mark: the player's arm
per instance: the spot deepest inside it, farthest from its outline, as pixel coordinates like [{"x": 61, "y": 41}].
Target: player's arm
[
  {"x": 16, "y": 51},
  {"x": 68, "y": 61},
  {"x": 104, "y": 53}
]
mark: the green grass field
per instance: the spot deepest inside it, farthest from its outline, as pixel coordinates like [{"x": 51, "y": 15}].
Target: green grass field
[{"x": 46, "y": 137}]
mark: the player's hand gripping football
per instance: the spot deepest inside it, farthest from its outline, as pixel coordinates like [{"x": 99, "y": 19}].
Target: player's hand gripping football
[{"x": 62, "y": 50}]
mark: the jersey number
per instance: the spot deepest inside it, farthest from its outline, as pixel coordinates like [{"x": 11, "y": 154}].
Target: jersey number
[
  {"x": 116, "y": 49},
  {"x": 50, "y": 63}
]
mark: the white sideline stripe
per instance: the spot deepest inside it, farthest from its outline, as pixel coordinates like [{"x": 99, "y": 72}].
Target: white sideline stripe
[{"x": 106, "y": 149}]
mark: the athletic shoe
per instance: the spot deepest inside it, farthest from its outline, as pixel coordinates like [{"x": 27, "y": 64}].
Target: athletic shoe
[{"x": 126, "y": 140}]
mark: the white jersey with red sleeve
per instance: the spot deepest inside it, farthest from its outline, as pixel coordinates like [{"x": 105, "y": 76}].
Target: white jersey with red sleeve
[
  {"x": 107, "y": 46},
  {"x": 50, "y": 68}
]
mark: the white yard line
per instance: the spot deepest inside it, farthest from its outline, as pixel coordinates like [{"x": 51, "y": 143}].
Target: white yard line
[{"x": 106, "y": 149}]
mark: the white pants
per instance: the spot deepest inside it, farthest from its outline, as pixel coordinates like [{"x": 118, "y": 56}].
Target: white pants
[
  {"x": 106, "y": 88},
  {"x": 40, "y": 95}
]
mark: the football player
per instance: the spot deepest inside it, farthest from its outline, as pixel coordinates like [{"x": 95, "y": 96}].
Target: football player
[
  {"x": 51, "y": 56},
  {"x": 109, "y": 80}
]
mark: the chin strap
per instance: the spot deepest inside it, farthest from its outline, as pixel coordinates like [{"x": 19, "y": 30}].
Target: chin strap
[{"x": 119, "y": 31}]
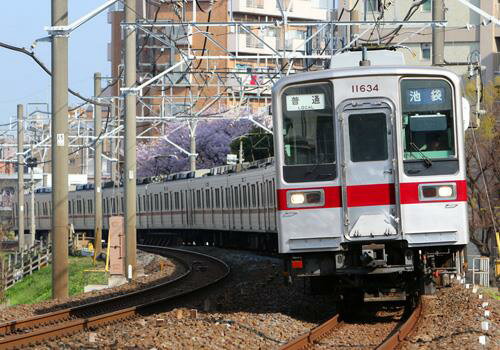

◇ ◇ ◇

## Exercise directions:
Give every entry above again, exactly, and keep all pictures out of it.

## Output below:
mark: the player's arm
per instance: the spot deepest inside it, farthest from its outline, as pixel coordinates like [{"x": 61, "y": 41}].
Target: player's arm
[
  {"x": 16, "y": 51},
  {"x": 68, "y": 61},
  {"x": 104, "y": 53}
]
mark: the green grass field
per instance: the spot deepest inside it, farthest from its outline, as pixel coordinates like [{"x": 51, "y": 15}].
Target: green grass field
[{"x": 46, "y": 137}]
mark: the player's hand gripping football
per instance: the spot deepest inside it, farthest from its outline, as pixel coordinates like [{"x": 99, "y": 19}].
Target: player's hand gripping football
[{"x": 62, "y": 50}]
mark: the jersey number
per instance: the spot deepest inside it, farthest from its outline, as pixel coordinates like [{"x": 11, "y": 154}].
Target: jersey number
[
  {"x": 116, "y": 49},
  {"x": 50, "y": 63}
]
mark: the white sideline stripe
per instance: the spot deepest inside it, farthest from its outline, as pixel coordinates like [{"x": 99, "y": 72}].
Target: white sideline stripe
[{"x": 106, "y": 149}]
mark: the athletic shoe
per instance: the spot deepest inside it, farthest from its outline, as pixel coordinates like [{"x": 27, "y": 64}].
Target: athletic shoe
[{"x": 126, "y": 140}]
mark: the white jersey with red sleeve
per instance: the spot deepest inside it, farthest from its outline, as pixel coordinates like [{"x": 105, "y": 76}].
Target: white jersey with red sleeve
[
  {"x": 107, "y": 46},
  {"x": 50, "y": 68}
]
mark: the white yard line
per instance: the spot deepest inside it, farthest from its outline, as pixel coordinates like [{"x": 51, "y": 143}].
Target: white yard line
[{"x": 106, "y": 149}]
mark: the white pants
per instance: the spot deepest inside it, farthest from its outline, as pixel coordinates like [{"x": 118, "y": 56}].
Target: white pants
[
  {"x": 106, "y": 88},
  {"x": 40, "y": 95}
]
mark: the football player
per instance: the spot deepest inside it, farthest from its outline, as pixel coordinates like [{"x": 95, "y": 96}].
Target: football player
[
  {"x": 51, "y": 56},
  {"x": 109, "y": 80}
]
mark: the chin strap
per instance: the spot deepest inside it, farthest from its outline, as pixel coordinates like [{"x": 19, "y": 30}].
Target: chin strap
[{"x": 119, "y": 31}]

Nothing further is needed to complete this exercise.